------ Supplied text
> But Python code (even buggy Python code!) is not supposed to be able to trigger C-level undefined behavior, that’s part of the point of using a high-level language like Python.
Is this really true when you’re directly modifying the underlying data structure of a python object? That can’t really be considered “pure python” anymore, and it seems like there would LOTS of ways to use it to cause shenanigans.
Rust's answer here would be yes. The code which made this possible is faulty.
For example, you can trivially reintroduce C-style undefined behaviour on buffer overflow by writing a Rust type which implements Index (and optionally IndexMut) using unsafe to just not bother with a bounds check. Rust says this type is wrong, it should not do this, that's a bug -- even if your program using it has no buffer mistakes, the type is wrong anyway.
This is a fact of Rust's culture rather than a technical implication of the Rust language design, albeit they're closely related.
This is one thing that I appreciate in the Rust culture, back to the days of Object Pascal/Modula-2, or the managed languages, where we do a working solution first, and only if it doesn't meet the performance requirements, we go through the optimization phase, with possible somehow hacky code disabling bounds check and such ({$R-} on TP since forever).
C++ culture was also a bit like that on the early days when we discussed about safer abstractions to C code on Usenet, somehow that got lost along the way as more C folks migrated into it.
It’s good that Rust has this culture. But the flip side is that issues that wouldn’t even be bugs in other languages have CVEs filed for them in Rust. A layman looking at the Rust language thinks it looks very insecure. Example from a couple weeks ago - https://news.ycombinator.com/item?id=33151963
The problem, and this goes back as I can remember, is that C folks use the remaining 30% of bugs causes, to dismiss any language that is sold as improving safety on systems programming.
It is Rust today, it was Ada, Object Pascal and Modula-2 in the early 80's, and anything in between since then
It seems like rust has passed some tipping point to wider adoption that I haven't seen in any of those other languages. Yes flight safety stuff went to ada, but much of that has now gone to modern c++ subsets with lots of testing. And car safety stuff has been misra c for quite a while I think? Google has released a rust based os, the browser I'm typing in has a rust css layout engine. I don't think rewrite it in rust is going to be some sweeping fire, it is too much work, but I could see driver writers and kernel authors migrating the whole over a long period. Ship of Theseus style.
Edit: or as part of the webapp Armageddon wasm and wasm runtimes all get written in rust and the os running all those webapps and wasm services atrophies to a tiny thing that eventually gets rewritten itself as something(s) non linuxlike.
Agreed, my point was simply that ada never really had the adoption levels that rust already enjoys. Yes ada was everywhere in safety of flight, but that is fairly niche comapred to a language that will be part of the linux kernel next year.
You're right that a C extension could be implemented in a way that breaks the usual Python C extension contract and then have undefined behaviour. For example, if you release the GIL and then iterate over a Python list then another thread could modify that list (causing the underlying buffer to point at another location) causing undefined behaviour.
But this is a case of undefined behaviour even for C extensions that do obey the usual contract. It even includes numpy for example. The two relevant elements are:
* When C extension uses the buffer protocol, is should operate directly on the buffer - the whole point of the buffer protocol is to avoid copying and allow speed almost of native code.
------------
------ Material provided
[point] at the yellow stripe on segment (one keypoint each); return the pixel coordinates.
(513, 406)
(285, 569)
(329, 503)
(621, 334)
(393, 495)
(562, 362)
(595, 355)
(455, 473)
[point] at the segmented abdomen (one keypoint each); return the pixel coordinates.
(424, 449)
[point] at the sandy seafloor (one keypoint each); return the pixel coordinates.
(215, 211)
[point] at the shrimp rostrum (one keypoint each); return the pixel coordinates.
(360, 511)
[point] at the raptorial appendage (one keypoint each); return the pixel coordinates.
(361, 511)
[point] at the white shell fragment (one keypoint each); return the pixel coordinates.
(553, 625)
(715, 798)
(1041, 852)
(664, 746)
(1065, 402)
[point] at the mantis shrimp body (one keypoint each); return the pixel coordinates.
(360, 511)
------------
------ Material provided
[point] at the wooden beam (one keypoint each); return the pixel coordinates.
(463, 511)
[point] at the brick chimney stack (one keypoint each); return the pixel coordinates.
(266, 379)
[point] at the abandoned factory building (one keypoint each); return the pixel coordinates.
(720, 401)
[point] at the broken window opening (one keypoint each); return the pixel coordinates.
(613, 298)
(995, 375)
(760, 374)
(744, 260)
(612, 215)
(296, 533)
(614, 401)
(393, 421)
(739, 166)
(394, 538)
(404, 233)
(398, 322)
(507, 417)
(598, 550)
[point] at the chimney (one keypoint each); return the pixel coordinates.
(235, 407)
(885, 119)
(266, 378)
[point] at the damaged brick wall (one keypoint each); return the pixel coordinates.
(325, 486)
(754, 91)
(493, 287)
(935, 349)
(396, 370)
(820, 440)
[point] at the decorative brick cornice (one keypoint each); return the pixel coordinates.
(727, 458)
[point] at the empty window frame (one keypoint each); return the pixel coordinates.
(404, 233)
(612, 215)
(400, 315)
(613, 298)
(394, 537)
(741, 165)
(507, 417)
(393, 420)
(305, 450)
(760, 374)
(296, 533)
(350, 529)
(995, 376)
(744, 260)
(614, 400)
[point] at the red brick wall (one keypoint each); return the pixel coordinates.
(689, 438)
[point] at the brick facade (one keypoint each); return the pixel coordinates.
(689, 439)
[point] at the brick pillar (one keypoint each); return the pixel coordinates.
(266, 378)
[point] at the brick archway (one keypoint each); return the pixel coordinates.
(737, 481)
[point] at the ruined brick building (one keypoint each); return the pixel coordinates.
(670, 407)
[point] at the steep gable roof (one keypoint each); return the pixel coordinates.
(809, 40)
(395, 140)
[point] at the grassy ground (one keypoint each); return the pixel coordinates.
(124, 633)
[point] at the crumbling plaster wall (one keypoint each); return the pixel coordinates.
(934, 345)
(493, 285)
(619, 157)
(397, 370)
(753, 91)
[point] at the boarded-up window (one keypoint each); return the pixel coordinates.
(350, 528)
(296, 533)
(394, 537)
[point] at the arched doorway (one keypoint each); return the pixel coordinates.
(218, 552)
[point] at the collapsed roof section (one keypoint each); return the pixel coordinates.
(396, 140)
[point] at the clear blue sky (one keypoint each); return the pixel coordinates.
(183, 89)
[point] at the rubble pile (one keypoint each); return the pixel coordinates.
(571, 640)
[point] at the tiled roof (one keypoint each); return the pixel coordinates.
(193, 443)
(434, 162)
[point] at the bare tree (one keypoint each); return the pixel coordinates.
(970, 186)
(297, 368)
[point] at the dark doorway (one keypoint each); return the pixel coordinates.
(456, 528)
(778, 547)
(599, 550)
------------
------ Material provided
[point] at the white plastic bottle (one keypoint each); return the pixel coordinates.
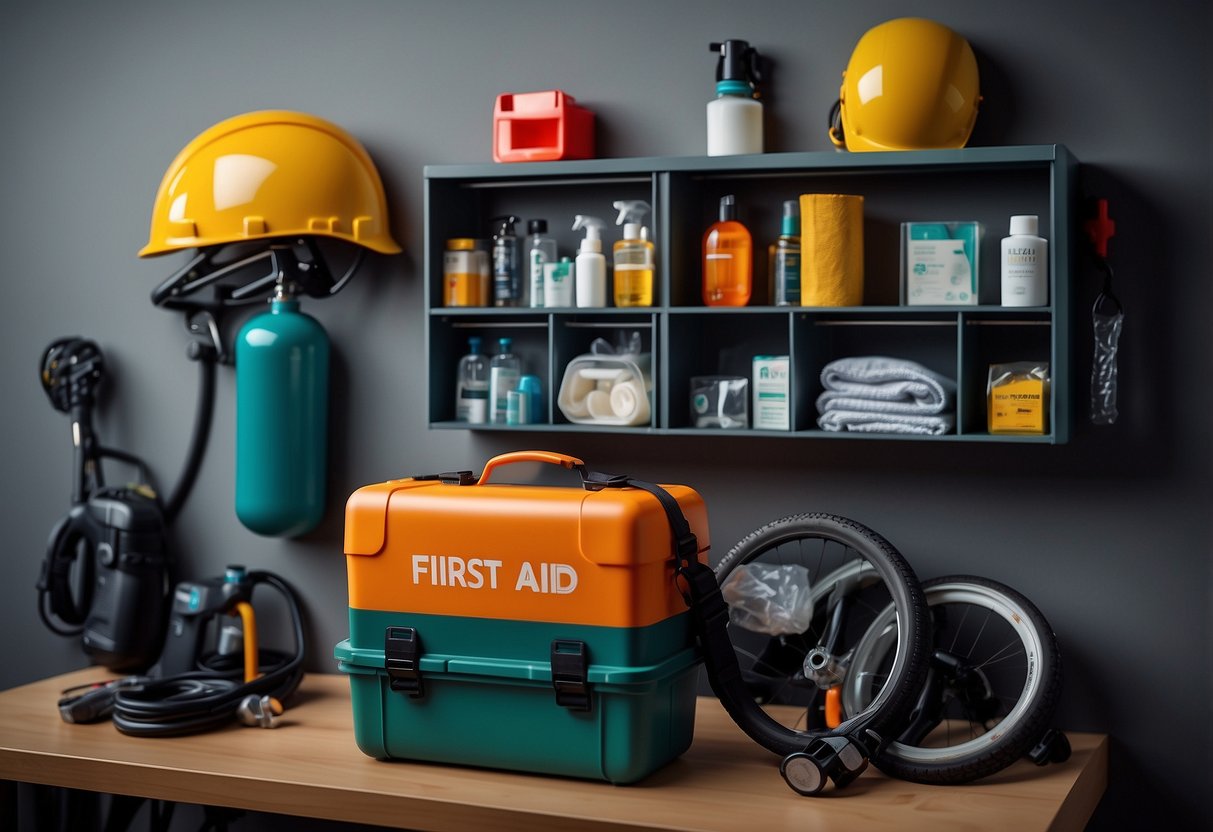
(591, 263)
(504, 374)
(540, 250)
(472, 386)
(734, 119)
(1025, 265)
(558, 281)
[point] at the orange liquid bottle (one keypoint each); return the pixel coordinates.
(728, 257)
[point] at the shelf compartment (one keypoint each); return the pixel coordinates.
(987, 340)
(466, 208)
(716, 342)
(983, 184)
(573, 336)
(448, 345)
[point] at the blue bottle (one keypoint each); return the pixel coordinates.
------------
To-do list:
1) In the records, rewrite the lines starting with the line with "[point] at the white plastic" and going on through the line with "[point] at the blue", putting "container" in place of "bottle" and changing nothing else. Leave the pictures out of your answer.
2) Pick up the forum thread about undefined behavior in Python and Rust after its last sentence and carry it forward.

Answers to each task:
1)
[point] at the white plastic container (one keypoint each); return the pixel coordinates.
(591, 263)
(504, 374)
(540, 250)
(472, 386)
(734, 119)
(1025, 265)
(558, 281)
[point] at the orange liquid container (one keypoint each); return the pixel coordinates.
(728, 257)
[point] at the shelf compartment (one keypoint each); return the pixel coordinates.
(987, 340)
(466, 208)
(716, 342)
(983, 184)
(573, 336)
(448, 345)
[point] at the blue container (one keypoint each); return the pixel coordinates.

2)
* When C extension is is doing CPU intensive work, release the Python GIL (but don't use any CPython APIs e.g. to instantiate a new object, iterate a list, etc.)
A major selling point of numpy, for example, is that you can use it to do CPU intensive work without the GIL locked, allowing true parallelism. I don't think it's a deal breaker that you can use this to get proper C-level undefined behaviour but it's definitely interesting, and I don't consider it a bug in numpy or Python.
I’ve never used buffers, but my understanding is that you can modify the contents directly from python without even needing a C extension. Surely I could trigger UB by just scribbling into the data structure for one of python’s native types and then accessing it normally.
I don't think that's true - you can use the buffer protcol to give one object a view into another but those objects' classes need to be written in C in order to allow that exchange to happen.
But if even if you were able to modify a buffer-protocol buffer directly using native Python, that would keep the GIL locked, which would prevent simultaneous access from multiple threads.
No, its not. But the general idea is, I think: If the composition of correct code can lead to incorrect behavior and the language that handles this composition does not allow to correct the error (and explicitly supports the composition), then that language is somehow lacking.
Python also makes no distinction between safe and unsafe code. Now, "ctypes" is maybe enough of a marker, but it just illustrates how easy it is to create danging pointers in Python just like in C, if desired.
And similar operations are available through numpy and the buffer API, just a bit harder to jump into those, but once you do, the same kind of mistakes can happen.
Right but his point was that they aren't explicitly opt-in. There's no `unsafe` keyword you have to use in Python before you are allowed to do unsafe things. It's just based on documentation essentially.
Therefore there's not really any issue with having a Python API that you have to be a bit careful with to use safely - as long as it is documented and relatively obvious, it's no different to ctypes.
Yeah, that's a fair argument. You'd probably expect any public API exposed by functions in the module importing ctypes to provide a "safe" interface. The difference would be if any of that public API was unsafe, in Rust you could force the caller to use the unsafe keyword too (since unsafe functions can only be called in unsafe blocks), whereas in Python you'd rely on documentation.
As an experienced python developer that dabbles in Rust (and the connection of both) I'd say that you should have a hard time to program Python in a way that makes it run into undefined behavior. However I have more confidence in the Rust code being unexploitable than the Python code. Rust's strict ownership rules, the default immutable variables, the strict type system and the good test framework all combine to code where much less can happen beyond the intended paths.
Python hooks into C at some points. I have not verified every single one of those points.
Iterating a pure-Python list in one thread while modifying it in another will not give you true C-level undefined behaviour. It might throw an exception or return the same element twice, etc., but it won't crash or do any nasal daemon stuff (time travelling crashes). In part, that's due to the Python GIL.
What this articles says is that the buffer protocol allows bugs that are qualitatively different.
Wouldn't that produce unexpected but not necessarily undefined behavior? To parent's point, I'm not sure there's going to be a language level _exploit_ there, but it will certainly not work the way you'd think.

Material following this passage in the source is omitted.